Information given:
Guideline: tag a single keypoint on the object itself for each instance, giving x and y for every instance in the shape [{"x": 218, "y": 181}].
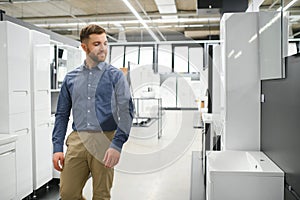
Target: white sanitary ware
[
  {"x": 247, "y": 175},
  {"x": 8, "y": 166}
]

...

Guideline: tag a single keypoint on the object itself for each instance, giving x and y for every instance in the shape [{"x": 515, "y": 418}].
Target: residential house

Problem requirements:
Wherever the string "giving" appears in the entries, copy that line.

Task solution:
Guideline: tag a single keypoint on the object itself for each instance, giving x and y for every instance in the shape [{"x": 218, "y": 181}].
Guideline: tag a single keypoint on the object itself for each instance, giving x and y for every instance in the shape [{"x": 515, "y": 418}].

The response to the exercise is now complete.